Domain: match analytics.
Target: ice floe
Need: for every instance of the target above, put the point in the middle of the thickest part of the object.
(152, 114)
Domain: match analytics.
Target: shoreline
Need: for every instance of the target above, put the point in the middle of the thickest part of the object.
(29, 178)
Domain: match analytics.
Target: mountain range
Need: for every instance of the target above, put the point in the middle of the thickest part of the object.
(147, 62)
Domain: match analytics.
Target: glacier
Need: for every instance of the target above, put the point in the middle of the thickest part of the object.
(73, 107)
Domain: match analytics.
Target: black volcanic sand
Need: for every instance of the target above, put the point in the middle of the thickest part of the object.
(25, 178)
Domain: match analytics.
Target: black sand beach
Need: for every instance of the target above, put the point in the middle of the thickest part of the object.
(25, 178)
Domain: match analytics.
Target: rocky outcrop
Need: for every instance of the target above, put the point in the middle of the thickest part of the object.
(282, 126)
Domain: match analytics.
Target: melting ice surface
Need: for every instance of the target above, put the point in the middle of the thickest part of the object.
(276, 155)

=====

What the task requires: Your task is to extract all of the records exactly.

Reply to the task:
Domain: match analytics.
Target: ice floe
Need: for every instance of the target above, put the point in the middle of the thickest part of the object.
(152, 114)
Domain: match analytics.
Target: shoreline
Need: for every instance of the target above, put the point in the middle of the thickest part of the object.
(29, 178)
Domain: match analytics.
Target: mountain range
Need: for every instance of the target above, put the point in the middle of the thickest part of the object.
(147, 62)
Domain: match analytics.
Target: glacier
Need: for every instance of the target above, put the point in the middle of the thickest part of the object.
(73, 107)
Domain: match analytics.
Target: black volcanic sand
Need: for every instance of the target above, put the point in the middle of the thickest part of the object.
(25, 178)
Domain: match analytics.
Target: black sand beach
Need: for every instance of the target above, put the point in the middle of the thickest part of the object.
(25, 178)
Domain: match analytics.
Target: rocky outcrop
Need: for every instance of the target above, put the point in the middle of the thickest part of the object.
(282, 126)
Domain: match analytics.
Target: melting ice surface
Need: for every instance of the target above, put the point in the middle of the thickest part of the object.
(276, 155)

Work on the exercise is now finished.